Task directions
Collect every line below that contains the string "shrub".

(Spatial annotation records)
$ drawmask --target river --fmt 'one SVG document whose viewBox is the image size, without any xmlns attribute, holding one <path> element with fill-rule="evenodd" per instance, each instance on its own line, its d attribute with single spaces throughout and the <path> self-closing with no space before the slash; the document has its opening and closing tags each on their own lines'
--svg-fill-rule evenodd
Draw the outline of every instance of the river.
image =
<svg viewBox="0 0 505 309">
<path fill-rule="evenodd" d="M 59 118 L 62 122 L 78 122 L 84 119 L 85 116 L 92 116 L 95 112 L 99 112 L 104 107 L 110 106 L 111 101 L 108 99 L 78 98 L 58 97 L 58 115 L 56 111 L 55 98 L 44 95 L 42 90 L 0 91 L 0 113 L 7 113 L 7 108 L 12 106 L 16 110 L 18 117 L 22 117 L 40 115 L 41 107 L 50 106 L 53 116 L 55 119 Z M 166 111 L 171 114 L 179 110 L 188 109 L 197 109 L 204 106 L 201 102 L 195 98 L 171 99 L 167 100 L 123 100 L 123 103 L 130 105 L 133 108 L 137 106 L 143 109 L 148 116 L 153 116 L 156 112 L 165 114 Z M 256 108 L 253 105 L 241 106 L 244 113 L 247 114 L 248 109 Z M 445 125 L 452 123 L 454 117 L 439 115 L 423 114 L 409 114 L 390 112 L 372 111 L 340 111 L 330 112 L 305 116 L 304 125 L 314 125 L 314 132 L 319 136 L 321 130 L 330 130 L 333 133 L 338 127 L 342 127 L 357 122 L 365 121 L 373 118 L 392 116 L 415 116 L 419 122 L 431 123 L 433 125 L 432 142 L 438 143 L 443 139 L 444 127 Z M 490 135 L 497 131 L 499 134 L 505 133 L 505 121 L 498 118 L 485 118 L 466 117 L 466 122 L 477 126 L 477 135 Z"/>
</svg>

---

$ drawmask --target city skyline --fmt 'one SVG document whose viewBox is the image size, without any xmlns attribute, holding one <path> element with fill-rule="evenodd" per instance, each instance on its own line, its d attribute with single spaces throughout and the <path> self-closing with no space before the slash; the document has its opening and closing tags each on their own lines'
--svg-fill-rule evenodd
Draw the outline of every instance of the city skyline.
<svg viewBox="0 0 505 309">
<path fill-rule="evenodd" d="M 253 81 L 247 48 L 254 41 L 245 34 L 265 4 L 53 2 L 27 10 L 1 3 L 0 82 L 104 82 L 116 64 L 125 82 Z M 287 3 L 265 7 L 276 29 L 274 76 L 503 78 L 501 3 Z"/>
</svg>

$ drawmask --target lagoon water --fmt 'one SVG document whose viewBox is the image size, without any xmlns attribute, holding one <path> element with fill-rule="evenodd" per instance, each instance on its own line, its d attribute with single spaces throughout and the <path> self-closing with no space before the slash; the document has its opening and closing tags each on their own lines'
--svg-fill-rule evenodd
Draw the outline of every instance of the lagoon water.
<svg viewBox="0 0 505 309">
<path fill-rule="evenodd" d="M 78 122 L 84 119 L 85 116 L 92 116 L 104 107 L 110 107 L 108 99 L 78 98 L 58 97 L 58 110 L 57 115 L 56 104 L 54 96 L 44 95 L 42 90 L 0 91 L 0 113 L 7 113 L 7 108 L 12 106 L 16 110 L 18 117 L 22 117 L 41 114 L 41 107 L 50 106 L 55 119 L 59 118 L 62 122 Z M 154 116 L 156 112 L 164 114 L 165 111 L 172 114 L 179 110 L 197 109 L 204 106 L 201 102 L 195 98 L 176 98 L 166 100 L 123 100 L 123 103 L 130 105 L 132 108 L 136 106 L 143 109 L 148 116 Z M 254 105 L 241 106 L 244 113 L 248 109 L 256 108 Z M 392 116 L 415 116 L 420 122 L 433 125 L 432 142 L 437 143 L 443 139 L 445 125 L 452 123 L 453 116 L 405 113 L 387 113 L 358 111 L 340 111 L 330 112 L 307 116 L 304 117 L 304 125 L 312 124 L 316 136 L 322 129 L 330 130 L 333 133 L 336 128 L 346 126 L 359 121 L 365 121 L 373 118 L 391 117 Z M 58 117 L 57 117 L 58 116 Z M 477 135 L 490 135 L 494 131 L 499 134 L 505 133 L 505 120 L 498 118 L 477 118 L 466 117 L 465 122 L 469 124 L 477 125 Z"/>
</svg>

==

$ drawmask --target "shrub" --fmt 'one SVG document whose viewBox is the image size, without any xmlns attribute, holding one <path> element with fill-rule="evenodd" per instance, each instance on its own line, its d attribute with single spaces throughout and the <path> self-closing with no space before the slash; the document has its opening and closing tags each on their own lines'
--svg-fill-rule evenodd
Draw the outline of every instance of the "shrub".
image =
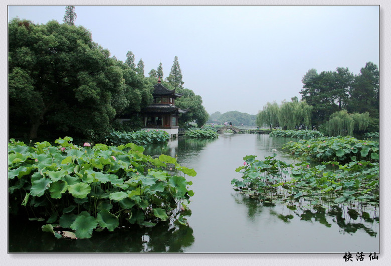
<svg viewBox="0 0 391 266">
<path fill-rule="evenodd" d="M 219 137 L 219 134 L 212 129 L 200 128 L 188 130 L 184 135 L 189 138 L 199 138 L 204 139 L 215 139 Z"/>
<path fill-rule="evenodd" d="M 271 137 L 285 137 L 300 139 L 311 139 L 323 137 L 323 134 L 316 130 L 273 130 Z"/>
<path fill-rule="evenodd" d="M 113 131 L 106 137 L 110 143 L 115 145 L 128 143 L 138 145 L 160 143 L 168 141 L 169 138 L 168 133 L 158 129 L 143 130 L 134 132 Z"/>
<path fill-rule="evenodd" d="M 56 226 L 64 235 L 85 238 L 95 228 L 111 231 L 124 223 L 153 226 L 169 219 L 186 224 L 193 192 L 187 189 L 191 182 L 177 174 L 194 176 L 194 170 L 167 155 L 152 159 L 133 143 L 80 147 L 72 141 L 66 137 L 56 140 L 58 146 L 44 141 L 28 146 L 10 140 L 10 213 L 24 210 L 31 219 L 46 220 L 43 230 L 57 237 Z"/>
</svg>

Full response
$ drawmask --target "shrub" --fmt 'one SVG document whose viewBox is the image size, without any xmlns attribute, holding one <path> element with fill-rule="evenodd" per instance, each instance on its own line, its d attribute with single spaces throughout and the <path> self-closing with no space before the slash; the document has its opening and closing tags each on their own lines'
Draw the outline of every instance of the "shrub".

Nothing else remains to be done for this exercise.